* [THE PROBLEM]: Transcribe all of the records word for word, but omit the pictures.

^^^^^^^^

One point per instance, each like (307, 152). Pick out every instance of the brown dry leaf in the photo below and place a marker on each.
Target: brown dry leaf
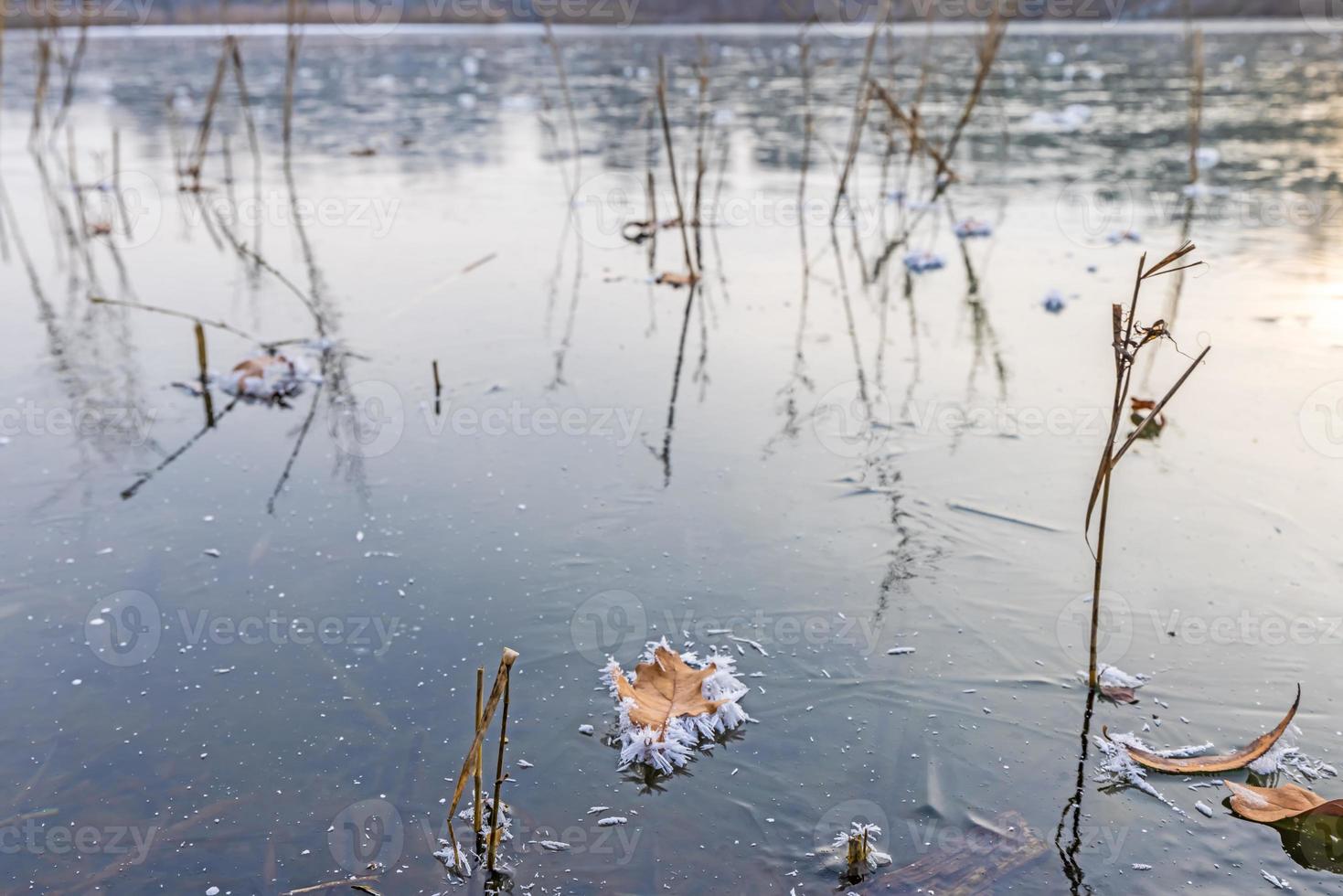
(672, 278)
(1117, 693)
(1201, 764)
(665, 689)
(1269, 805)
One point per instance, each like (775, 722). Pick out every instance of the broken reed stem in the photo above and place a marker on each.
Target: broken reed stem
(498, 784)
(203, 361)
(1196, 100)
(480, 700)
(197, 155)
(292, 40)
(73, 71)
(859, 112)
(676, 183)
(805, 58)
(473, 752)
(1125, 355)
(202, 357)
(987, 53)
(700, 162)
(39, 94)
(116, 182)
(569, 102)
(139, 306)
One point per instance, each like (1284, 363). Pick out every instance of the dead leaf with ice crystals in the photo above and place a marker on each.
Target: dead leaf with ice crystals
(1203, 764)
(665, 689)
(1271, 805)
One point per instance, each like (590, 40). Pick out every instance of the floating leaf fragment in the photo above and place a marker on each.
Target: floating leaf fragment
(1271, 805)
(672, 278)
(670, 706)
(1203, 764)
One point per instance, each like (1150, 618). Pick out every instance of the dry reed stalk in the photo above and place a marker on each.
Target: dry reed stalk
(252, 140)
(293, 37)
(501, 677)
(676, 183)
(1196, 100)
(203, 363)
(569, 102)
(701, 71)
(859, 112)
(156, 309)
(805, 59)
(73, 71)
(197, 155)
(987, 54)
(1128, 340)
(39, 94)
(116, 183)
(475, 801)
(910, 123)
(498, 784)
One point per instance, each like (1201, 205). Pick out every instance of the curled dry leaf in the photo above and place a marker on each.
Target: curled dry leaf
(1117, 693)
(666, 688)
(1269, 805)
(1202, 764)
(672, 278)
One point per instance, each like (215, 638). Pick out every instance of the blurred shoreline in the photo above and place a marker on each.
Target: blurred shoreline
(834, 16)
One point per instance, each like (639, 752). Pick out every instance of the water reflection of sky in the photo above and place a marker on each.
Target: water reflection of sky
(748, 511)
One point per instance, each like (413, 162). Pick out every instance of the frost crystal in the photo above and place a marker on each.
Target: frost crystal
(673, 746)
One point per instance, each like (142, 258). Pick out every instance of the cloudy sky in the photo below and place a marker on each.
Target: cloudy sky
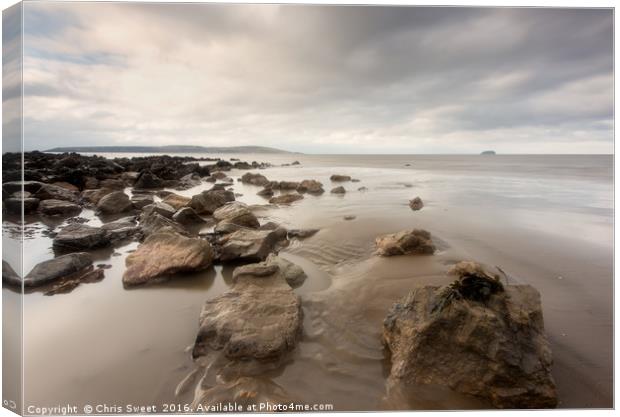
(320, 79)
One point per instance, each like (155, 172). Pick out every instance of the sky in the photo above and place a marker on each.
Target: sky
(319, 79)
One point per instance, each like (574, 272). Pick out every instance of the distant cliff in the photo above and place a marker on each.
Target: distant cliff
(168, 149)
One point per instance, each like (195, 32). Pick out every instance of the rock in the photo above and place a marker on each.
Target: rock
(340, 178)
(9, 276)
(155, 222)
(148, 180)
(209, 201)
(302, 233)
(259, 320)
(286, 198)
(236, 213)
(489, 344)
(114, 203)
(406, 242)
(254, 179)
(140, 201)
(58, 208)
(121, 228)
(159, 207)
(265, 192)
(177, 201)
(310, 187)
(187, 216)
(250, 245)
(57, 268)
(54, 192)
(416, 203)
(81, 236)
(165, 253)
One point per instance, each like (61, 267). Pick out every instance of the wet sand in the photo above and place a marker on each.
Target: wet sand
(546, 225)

^^^^^^^^

* [COMPLETED TASK]:
One point per instance, each like (307, 152). Pick out every instance of the brown dry leaf in the photo below and place a marker on each.
Target: brown dry leaf
(672, 278)
(1117, 693)
(1201, 764)
(665, 689)
(1269, 805)
One point per instance, each like (775, 722). Pick out every instance of the broken reed stem in the photo above and place a marker on each.
Target: broken reed stem
(498, 784)
(203, 361)
(1196, 100)
(480, 700)
(197, 155)
(292, 40)
(73, 71)
(859, 112)
(676, 183)
(805, 58)
(473, 752)
(1125, 355)
(202, 357)
(987, 53)
(700, 162)
(39, 94)
(116, 182)
(569, 102)
(139, 306)
One point per instance, each like (1284, 363). Pick out every instance of the dead leaf with ice crystals in the photo above and place a marker on each.
Target: dead leaf with ice crystals
(1203, 764)
(665, 689)
(1271, 805)
One point per instance, each like (590, 40). Pick out every instance of the floating leaf fragment in the photo above and place a marker on each.
Target: floating leaf fragment
(1271, 805)
(672, 278)
(670, 706)
(1203, 764)
One point per instance, each like (1150, 618). Pick out every instance of the dry reed stalk in the photo above and place a marker on each.
Target: dry reed stalk
(252, 140)
(293, 37)
(501, 677)
(676, 183)
(1196, 100)
(203, 363)
(569, 102)
(701, 71)
(859, 112)
(156, 309)
(805, 59)
(73, 71)
(197, 155)
(987, 54)
(1128, 340)
(39, 94)
(116, 183)
(475, 801)
(910, 123)
(498, 784)
One point per instance, each like (1201, 205). Pick out every instance of the curled dry leaf in the photo above and place a marker on each.
Target: curled dry leaf
(1117, 693)
(666, 688)
(1269, 805)
(1202, 764)
(672, 278)
One point per instance, each like (215, 638). Pick out every instance of the blurred shoreline in the photo above and place a marker on each.
Target: blurred shoreline
(834, 16)
One point per instance, each like (639, 752). Pick out every instance of the water reflection of sky in the photo above and place a marker on each.
Target: water reflection of sky
(748, 511)
One point per instance, each like (413, 162). Pick out every instance of the frost crystal in the photo above and place a marker on each.
Target: frost crystal
(673, 746)
One point per instance, each like (142, 258). Pick out every instance of the cloudy sky in the photo below and place a marker on each.
Target: cloudy sky
(320, 79)
One point per instance, each like (155, 172). Pick out every instance of the sky in the photo above and place a marker on each.
Target: sky
(319, 79)
One point per instance, each like (574, 272). Pick out every instance of the distant cliff in the photo above and place a marker on each.
Target: distant cliff
(168, 149)
One point per instance, each like (195, 32). Pick out every instance of the rock in the photo above and place a marker on each.
Target: rock
(340, 178)
(9, 276)
(155, 222)
(148, 180)
(209, 201)
(302, 233)
(259, 320)
(286, 198)
(236, 213)
(489, 344)
(114, 203)
(406, 242)
(254, 179)
(140, 201)
(58, 208)
(121, 228)
(159, 207)
(265, 192)
(177, 201)
(310, 187)
(187, 216)
(250, 245)
(57, 268)
(54, 192)
(416, 203)
(81, 236)
(165, 253)
One point per instance, each like (61, 267). Pick out every instance of the wet sand in the photo above and place a marker on each.
Target: wet sand
(546, 225)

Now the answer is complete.